* _EXERCISE REQUIREMENTS_:
Show every line below where "street" can be found.

Stored items:
§
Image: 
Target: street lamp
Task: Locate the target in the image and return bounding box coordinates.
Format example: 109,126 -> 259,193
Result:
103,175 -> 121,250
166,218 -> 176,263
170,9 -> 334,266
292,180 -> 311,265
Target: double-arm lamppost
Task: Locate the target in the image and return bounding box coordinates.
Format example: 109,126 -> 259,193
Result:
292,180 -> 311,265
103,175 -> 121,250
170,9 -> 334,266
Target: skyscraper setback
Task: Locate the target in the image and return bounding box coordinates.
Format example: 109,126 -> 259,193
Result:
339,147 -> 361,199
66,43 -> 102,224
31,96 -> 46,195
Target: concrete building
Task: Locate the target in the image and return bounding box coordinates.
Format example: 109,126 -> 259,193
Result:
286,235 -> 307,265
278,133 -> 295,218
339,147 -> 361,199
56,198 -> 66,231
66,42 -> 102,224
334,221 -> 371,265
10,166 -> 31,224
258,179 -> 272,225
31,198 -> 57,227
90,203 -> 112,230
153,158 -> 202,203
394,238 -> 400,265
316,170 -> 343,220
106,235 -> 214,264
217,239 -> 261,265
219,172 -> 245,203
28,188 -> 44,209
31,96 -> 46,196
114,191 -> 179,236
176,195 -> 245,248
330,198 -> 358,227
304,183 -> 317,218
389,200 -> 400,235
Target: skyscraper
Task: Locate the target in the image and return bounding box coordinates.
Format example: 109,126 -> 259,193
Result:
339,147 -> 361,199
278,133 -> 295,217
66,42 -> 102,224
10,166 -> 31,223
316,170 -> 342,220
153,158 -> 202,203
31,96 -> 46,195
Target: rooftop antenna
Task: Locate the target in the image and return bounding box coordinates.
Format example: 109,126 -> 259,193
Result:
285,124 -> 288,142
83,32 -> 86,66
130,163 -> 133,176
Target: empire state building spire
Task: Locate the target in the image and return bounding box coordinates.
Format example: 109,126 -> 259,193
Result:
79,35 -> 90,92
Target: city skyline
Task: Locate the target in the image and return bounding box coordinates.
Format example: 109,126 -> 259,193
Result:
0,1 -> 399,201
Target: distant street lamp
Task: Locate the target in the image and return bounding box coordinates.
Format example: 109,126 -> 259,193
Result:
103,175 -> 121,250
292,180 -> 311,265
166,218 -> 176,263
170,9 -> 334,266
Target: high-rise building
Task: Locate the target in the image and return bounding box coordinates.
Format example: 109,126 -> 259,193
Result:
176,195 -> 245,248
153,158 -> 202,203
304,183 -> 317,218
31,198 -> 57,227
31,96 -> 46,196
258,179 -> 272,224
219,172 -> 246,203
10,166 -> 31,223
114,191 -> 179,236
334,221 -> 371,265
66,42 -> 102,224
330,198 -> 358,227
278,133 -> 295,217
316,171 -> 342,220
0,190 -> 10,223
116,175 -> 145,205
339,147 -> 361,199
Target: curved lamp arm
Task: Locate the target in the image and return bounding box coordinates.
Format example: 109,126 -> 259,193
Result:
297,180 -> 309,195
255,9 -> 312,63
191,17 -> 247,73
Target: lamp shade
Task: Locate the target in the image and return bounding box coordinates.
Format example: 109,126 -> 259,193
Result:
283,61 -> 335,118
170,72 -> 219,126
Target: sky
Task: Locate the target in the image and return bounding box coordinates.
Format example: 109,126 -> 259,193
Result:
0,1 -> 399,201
§
* _RESPONSE TO THE EXERCISE_:
Target: street lamp
Target: distant street lamp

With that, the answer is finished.